[WHAT NEEDS TO BE DONE]: What should you transcribe? Every line from the top of the records below through the line with "positive clicks: (499, 101)", exactly, and no pictures.

[Records from a data collection]
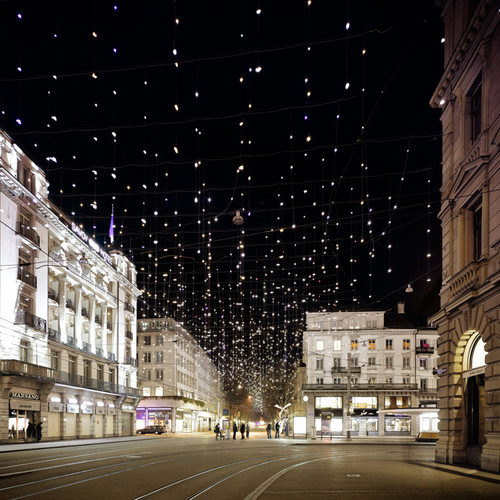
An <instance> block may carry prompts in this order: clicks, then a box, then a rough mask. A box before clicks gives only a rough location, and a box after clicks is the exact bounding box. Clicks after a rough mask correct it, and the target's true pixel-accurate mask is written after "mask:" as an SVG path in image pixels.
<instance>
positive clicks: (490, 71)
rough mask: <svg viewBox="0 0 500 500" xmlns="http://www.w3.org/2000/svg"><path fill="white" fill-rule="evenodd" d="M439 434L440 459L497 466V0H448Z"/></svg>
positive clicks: (499, 101) (441, 120) (498, 419)
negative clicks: (439, 418) (466, 0)
mask: <svg viewBox="0 0 500 500" xmlns="http://www.w3.org/2000/svg"><path fill="white" fill-rule="evenodd" d="M439 3H440V4H441V7H442V9H443V10H442V17H443V19H444V27H445V41H444V68H445V69H444V72H443V76H442V78H441V80H440V82H439V84H438V86H437V88H436V90H435V92H434V95H433V96H432V100H431V105H432V106H434V107H435V108H441V109H442V116H441V121H442V127H443V159H442V179H443V180H442V183H443V185H442V188H441V192H442V202H441V211H440V214H439V217H440V219H441V226H442V259H443V270H442V286H441V294H440V295H441V309H440V311H439V312H438V313H437V314H436V315H434V317H433V318H432V321H433V323H435V324H436V325H437V326H438V331H439V349H438V351H439V373H440V377H439V383H438V387H439V390H438V395H439V418H440V438H439V441H438V442H437V447H436V460H437V461H438V462H443V463H469V464H473V465H475V466H480V467H482V468H484V469H487V470H492V471H495V472H500V287H499V284H500V153H499V145H500V128H499V127H500V118H499V111H500V98H499V96H500V78H499V74H500V71H499V61H500V29H499V9H500V2H499V1H498V0H481V1H463V2H458V1H442V2H439Z"/></svg>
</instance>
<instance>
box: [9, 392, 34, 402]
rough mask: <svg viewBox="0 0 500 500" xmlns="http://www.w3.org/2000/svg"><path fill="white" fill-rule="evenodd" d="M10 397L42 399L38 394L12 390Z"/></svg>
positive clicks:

[RESULT OF THIS EXERCISE]:
An <instance> block may carry prompts in this order: clicks, then a box, then a rough mask. A box before clicks gives only a rough location, and a box after clicks is the exact bounding box. Clicks after a rough mask correct it, and the target's true pixel-accurate mask is written after "mask:" as an SVG path in image pixels.
<instance>
positive clicks: (490, 71)
rough mask: <svg viewBox="0 0 500 500" xmlns="http://www.w3.org/2000/svg"><path fill="white" fill-rule="evenodd" d="M439 434L440 459L497 466V0H448Z"/></svg>
positive clicks: (499, 101) (441, 120) (498, 419)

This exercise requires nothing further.